▶ _Consigna_:
¿Podrías continuar el texto sobre el enunciador y la instancia de enunciación a partir de su última oración?

▶ _Texto proporcionado_:

◆ ◆ ◆

El “enunciador” es una instancia semiolingüística, de nivel noológico, siempre implícita, presupuesta siempre, que solo puede ser inferida a partir del enunciado. La producción del enunciado produce al mismo tiempo la instancia de enunciación. El enunciador solamente existe en la medida en que profiere enunciados. Dicho de otro modo, el enunciador es un “efecto de sentido” del enunciado (Parret, 1983). Ante un enunciado como “La tierra es redonda”, tenemos la imperiosa necesidad de postular una instancia que lo profiera, pues el enunciado no se dice a sí mismo; requiere una instancia que lo produzca. Esa instancia es la instancia de enunciación: enunciador/enunciatario.

La instancia de enunciación está constituida por la deixis: [Yo-aquí-ahora]. El que habla es siempre “yo”, y lo hace siempre “aquí” y “ahora”. “La tierra es redonda” supone siempre un [“Yo digo aquí, ahora”] que “La tierra es redonda”. Ese “yo” que dice, ¿es el autor? Sí y no: es el autor en la medida y solamente en la medida en que dice, en la medida en que profiere el enunciado; pero no es el autor en cuanto persona. El enunciador no tiene rostro, no se puede “ver” ni “oír”, ni “tocar”. El enunciador es siempre implícito. Incluso en este momento, cuando me escuchan decir “La tierra es redonda” escuchan a una persona, con una identidad reconocida, con un determinado timbre de voz, pero lo único que llega a sus oídos de enunciatarios es el enunciado, que presupone irremediablemente un enunciador: un [“Yo digo que”]. “Yo” es una matriz lingüística vacía, que se llena en cada caso con enunciadores diferentes. En ese sentido, el enunciador no es el autor. Si así fuera, nadie más podría decir “yo”, un solo autor acabaría con todos los enunciadores del mundo. Por el contrario, si no hay acto de enunciación, no existe enunciador, aunque, obviamente, el autor como persona puede seguir existiendo.

El enunciador, pues, es una categoría semiótica; es, como dice Benveniste (1971), una “instancia”. Esa instancia designa el conjunto de operaciones, de operadores y de parámetros que controlan el discurso. El acto de enunciación produce la función semiótica, que es aquella función mediante la cual la instancia de enunciación (el enunciador, primero, y luego, en la lectura, el enunciatario) opera un reparto entre el mundo exteroceptivo (cosmológico), que le suministra los elementos del plano de la expresión, y el mundo interoceptivo (noológico), que le ofrece los elementos del plano del contenido.

El primer acto de la instancia enunciadora es el de la toma de posición en un campo de presencia: enunciando, la instancia de enunciación enuncia su propia posición. Aparece dotada de una presencia, que servirá de hito para el conjunto de las demás operaciones discursivas. Por consiguiente, “enunciar es hacer presente cualquier cosa con la ayuda del lenguaje” (Fontanille, 2001: 84). De cualquier “lenguaje”. Y como el primer acto de lenguaje consiste en “hacer presente” alguna cosa, no se puede concebir más que en relación con un cuerpo susceptible de sentir esa presencia.

◆ ◆ ◆

▶ _Registros de datos_:
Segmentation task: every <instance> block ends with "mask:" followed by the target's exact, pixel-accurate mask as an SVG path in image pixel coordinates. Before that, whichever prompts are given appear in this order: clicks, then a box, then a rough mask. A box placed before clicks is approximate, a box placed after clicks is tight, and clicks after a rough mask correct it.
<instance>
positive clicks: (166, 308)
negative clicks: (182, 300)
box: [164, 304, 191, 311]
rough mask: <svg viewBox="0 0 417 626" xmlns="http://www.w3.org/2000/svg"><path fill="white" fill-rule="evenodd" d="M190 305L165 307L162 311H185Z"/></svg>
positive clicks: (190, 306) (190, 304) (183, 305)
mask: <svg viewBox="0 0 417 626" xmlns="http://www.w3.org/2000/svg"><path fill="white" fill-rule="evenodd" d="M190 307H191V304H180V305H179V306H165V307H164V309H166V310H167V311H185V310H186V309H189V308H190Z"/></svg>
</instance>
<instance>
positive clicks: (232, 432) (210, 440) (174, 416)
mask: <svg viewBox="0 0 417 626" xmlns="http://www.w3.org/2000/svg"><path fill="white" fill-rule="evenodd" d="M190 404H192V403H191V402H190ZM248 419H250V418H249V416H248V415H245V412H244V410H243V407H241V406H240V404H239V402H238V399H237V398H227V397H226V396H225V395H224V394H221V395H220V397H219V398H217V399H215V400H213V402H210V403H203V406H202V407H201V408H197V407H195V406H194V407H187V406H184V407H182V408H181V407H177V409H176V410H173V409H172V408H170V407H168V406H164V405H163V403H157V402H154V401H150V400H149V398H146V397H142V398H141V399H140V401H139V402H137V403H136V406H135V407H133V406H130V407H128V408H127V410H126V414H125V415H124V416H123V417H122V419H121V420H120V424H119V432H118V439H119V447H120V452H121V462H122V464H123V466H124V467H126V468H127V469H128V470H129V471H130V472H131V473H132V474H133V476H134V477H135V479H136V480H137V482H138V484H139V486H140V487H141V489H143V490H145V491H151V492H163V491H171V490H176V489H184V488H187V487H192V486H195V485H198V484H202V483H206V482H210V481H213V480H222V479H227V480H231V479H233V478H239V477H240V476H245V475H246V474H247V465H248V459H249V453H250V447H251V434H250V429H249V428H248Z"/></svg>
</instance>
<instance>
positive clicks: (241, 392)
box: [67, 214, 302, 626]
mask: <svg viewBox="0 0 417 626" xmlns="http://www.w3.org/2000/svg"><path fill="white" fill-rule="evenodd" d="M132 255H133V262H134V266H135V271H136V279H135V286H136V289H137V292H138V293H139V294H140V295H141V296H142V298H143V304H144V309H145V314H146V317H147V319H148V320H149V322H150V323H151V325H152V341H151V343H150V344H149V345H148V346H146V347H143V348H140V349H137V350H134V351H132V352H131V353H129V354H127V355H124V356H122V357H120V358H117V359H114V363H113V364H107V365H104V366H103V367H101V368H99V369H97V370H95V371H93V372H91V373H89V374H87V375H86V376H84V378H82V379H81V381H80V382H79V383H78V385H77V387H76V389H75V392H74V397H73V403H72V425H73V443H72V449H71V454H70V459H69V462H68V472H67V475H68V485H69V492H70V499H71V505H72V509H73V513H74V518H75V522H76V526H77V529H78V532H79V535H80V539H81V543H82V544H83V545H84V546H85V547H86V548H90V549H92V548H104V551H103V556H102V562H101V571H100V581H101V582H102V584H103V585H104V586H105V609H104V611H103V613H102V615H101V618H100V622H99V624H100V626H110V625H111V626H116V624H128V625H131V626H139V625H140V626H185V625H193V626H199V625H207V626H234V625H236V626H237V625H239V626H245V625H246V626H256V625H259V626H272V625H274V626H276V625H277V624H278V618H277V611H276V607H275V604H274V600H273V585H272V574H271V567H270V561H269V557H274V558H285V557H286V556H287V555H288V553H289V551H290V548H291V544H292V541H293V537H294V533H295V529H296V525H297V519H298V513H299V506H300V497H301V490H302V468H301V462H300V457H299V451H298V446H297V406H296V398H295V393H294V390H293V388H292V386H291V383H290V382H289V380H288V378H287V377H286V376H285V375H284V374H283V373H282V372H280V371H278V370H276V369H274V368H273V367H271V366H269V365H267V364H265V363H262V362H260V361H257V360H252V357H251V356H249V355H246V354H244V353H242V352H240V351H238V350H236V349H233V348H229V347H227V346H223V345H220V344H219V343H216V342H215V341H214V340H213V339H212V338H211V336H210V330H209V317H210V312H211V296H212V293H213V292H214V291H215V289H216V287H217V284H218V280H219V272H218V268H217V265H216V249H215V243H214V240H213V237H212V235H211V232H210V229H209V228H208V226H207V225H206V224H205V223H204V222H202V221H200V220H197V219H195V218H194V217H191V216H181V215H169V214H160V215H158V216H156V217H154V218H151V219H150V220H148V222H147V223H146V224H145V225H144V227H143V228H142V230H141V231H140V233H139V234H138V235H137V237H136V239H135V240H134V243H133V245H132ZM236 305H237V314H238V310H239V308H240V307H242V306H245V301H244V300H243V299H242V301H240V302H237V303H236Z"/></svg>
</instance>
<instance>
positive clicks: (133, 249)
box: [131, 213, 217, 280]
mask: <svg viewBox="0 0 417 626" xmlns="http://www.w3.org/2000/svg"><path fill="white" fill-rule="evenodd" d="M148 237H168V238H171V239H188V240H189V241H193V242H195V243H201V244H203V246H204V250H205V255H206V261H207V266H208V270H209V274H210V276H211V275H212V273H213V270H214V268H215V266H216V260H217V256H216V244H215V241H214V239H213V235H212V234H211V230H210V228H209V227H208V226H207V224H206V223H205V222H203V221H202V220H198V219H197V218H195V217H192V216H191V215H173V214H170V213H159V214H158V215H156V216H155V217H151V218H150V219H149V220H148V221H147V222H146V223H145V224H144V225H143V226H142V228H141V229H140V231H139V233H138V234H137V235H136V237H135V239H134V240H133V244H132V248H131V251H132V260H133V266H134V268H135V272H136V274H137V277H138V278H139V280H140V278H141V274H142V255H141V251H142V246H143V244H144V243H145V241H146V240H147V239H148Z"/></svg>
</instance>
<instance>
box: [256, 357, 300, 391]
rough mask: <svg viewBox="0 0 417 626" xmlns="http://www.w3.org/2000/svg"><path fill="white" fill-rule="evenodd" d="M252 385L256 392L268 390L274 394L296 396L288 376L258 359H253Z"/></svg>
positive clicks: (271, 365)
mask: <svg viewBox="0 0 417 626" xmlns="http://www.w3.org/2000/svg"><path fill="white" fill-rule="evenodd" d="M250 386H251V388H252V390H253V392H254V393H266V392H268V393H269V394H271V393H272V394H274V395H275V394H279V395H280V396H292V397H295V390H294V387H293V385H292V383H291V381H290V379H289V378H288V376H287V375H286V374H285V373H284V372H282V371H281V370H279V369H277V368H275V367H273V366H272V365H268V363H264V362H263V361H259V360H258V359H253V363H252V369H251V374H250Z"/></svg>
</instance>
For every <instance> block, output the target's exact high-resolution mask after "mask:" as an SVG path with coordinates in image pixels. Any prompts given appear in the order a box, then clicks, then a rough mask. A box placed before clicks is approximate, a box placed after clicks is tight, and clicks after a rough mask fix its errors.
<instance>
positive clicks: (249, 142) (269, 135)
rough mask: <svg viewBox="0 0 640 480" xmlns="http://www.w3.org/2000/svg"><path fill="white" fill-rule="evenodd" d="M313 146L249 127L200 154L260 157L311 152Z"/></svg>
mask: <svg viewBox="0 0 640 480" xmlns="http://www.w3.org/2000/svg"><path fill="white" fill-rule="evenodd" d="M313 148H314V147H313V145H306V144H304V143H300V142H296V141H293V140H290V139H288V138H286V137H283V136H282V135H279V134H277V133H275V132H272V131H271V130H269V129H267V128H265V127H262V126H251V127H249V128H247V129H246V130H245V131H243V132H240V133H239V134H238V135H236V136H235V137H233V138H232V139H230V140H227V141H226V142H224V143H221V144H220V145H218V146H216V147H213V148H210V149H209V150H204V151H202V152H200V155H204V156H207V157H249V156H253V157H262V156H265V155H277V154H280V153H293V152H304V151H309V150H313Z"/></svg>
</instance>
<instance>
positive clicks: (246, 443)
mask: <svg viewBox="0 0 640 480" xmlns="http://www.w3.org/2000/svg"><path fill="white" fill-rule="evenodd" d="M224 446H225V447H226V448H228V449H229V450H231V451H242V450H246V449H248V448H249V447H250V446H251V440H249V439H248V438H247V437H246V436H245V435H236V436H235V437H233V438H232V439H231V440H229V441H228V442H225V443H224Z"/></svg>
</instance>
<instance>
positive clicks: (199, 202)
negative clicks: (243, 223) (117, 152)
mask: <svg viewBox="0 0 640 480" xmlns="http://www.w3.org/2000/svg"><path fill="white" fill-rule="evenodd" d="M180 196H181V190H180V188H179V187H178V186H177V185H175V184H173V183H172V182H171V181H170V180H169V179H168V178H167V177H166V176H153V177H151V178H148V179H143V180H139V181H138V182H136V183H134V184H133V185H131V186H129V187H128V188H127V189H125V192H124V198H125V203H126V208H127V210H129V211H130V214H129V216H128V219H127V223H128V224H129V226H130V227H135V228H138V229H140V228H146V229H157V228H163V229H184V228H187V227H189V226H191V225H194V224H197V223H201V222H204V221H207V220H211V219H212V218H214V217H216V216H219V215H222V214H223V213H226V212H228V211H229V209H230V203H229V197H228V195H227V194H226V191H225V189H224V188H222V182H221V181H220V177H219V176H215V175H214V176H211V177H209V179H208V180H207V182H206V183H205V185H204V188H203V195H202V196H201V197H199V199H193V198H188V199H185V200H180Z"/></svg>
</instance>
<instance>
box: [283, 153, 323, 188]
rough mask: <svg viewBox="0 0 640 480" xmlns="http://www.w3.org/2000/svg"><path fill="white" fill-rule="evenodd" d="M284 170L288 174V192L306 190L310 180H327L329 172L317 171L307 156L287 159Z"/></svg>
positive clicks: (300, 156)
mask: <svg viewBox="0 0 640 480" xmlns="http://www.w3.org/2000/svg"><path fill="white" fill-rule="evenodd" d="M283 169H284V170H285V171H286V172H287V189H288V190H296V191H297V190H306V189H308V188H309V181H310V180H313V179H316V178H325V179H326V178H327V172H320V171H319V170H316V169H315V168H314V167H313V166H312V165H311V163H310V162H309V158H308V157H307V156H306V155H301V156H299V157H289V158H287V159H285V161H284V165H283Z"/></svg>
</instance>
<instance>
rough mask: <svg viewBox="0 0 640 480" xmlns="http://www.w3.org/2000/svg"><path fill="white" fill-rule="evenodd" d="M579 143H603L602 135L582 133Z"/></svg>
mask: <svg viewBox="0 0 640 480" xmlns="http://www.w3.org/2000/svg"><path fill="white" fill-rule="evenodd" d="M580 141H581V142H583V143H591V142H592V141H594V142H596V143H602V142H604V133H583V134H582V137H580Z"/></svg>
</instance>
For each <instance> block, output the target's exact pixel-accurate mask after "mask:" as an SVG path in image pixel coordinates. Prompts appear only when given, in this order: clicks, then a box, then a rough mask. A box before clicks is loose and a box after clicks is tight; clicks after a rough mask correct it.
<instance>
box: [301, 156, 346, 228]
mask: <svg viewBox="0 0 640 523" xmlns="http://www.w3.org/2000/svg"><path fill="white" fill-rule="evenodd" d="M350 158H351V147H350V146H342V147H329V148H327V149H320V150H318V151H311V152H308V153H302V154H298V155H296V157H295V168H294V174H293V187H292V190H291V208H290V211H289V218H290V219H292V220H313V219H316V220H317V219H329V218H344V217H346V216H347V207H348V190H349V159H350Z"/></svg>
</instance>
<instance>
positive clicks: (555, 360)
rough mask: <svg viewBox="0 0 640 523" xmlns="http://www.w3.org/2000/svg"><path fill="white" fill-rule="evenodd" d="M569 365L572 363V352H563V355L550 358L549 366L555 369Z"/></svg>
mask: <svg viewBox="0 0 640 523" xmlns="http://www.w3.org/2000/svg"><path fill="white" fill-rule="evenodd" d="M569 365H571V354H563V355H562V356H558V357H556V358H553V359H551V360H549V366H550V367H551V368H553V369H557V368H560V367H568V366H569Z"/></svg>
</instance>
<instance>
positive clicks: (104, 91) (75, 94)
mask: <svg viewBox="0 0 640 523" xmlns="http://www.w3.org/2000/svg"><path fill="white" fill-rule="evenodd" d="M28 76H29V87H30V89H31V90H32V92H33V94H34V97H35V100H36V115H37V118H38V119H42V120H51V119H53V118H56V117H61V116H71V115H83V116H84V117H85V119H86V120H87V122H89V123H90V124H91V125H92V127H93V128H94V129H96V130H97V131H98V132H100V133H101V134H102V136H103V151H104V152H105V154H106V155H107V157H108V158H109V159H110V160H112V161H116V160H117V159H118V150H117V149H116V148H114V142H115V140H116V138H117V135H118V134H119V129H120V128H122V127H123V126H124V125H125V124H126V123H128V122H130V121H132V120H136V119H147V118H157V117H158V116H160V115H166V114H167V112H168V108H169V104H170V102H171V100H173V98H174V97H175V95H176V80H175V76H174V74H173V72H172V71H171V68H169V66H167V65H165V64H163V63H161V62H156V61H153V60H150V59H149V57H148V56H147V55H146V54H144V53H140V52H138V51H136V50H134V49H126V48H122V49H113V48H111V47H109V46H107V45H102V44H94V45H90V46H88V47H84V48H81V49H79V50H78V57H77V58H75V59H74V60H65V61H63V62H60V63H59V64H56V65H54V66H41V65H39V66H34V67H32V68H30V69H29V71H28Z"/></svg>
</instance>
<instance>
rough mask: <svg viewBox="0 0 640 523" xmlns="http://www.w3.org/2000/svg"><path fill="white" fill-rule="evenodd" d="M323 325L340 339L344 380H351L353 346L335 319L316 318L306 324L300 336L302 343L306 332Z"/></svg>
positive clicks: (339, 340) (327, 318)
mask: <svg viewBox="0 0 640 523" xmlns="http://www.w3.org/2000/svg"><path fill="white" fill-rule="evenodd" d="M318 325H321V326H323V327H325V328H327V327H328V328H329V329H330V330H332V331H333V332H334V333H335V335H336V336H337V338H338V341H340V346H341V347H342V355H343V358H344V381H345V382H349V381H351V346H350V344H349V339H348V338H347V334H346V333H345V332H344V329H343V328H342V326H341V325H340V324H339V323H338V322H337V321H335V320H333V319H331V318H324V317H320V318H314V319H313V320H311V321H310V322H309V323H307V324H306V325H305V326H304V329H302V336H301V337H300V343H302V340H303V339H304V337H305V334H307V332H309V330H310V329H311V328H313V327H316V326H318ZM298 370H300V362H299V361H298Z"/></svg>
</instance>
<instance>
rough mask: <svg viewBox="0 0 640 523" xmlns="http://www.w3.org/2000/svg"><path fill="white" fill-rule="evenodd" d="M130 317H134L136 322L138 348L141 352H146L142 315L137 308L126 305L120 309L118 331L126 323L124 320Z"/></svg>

◆ ◆ ◆

▶ _Resultado_:
El operador de ese acto primordial de enunciación es el cuerpo propio, un cuerpo sintiente, que es la primera forma que adopta el actante de la enunciación. Una vez cumplida la primera toma de posición, ya puede funcionar la referencia: a partir de ahí, podrán ser reconocidas otras posiciones y podrán ser puestas en relación con la primera. Ese es el segundo acto fundador de la instancia de enunciación: la operación de desembrague es la que realiza el paso de la posición original a otra posición cualquiera, mientras que el embrague se esfuerza por retornar a la primera posición.

El desembrague es de orientación disjuntiva. Gracias a él, el mundo del discurso se distingue de la simple “vivencia” personal, inefable, de la presencia: nuevos espacios, nuevos momentos pueden ser explorados, y otros actantes pueden ser puestos en escena, entre ellos el narrador. En cambio, el embrague es de orientación conjuntiva. Bajo su acción, la instancia de enunciación se esfuerza por volver a la deixis original [Yo-aquí-ahora]. Sin poder lograrlo jamás, porque el retorno a la posición original sería un retorno a lo inefable, al simple presentimiento de la presencia, y el discurso en ese caso se extinguiría. Pero puede al menos construir su simulacro. Para ello, la instancia de enunciación está en condiciones de proponer una representación simulada del momento [ahora], del lugar [aquí] y de los actantes de la enunciación [Yo-Tú]. El discurso donde mejor se aprecia ese esfuerzo del embrague por refugiarse en la posición original es el de la poesía lírica. Pero está igualmente presente en todos aquellos discursos en los que la instancia de enunciación proyecta en el enunciado los actantes de la enunciación: relatos en primera persona con todas sus variedades, desde la autobiografía hasta el intercambio de diálogos en el relato desembragado. El discurso queda siempre sembrado de marcas de la instancia de enunciación: deícticos, valoraciones, restricciones y ampliaciones discursivas, modalizaciones y aspectualizaciones diversas, así como la orientación predicativa y la asunción de esa predicación.

Porque es el enunciador el que maneja los hilos del discurso, el que decide el destino de los “personajes”, sus conjunciones y disjunciones con los objetos de valor, sus modalidades y sus competencias, así como los valores a los que aspiran. El enunciador es responsable igualmente de la orientación en que se desarrollan los programas narrativos, de la forma en que los actantes son asumidos por los actores, de los roles temáticos que identifican a los actores, de los tiempos y espacios de la acción, de la manera como los valores se transforman en temas y de cómo los temas son asumidos por los actores del discurso y cómo son figurativizados.

Por otro lado, aparecen en el enunciado ciertos efectos de sentido que pasan directamente del enunciador al enunciatario sin afectar en nada a los “personajes” del enunciado; más aún, efectos de los que los actores ni siquiera se enteran: son esos efectos a los que denominamos efectos de la escritura: el punto de vista, la perspectiva narrativa, las descripciones, las figuras del discurso en su totalidad, y en general todos los efectos de la predicación.

El sujeto del enunciado puede seducir, influenciar, persuadir, ordenar a otro sujeto, pero no puede predicar la seducción, la influencia, la persuasión o el mandato, a no ser que el enunciador le ceda la palabra. Pero se trata entonces de una delegación de funciones, de un simulacro de enunciación: enunciación enunciada.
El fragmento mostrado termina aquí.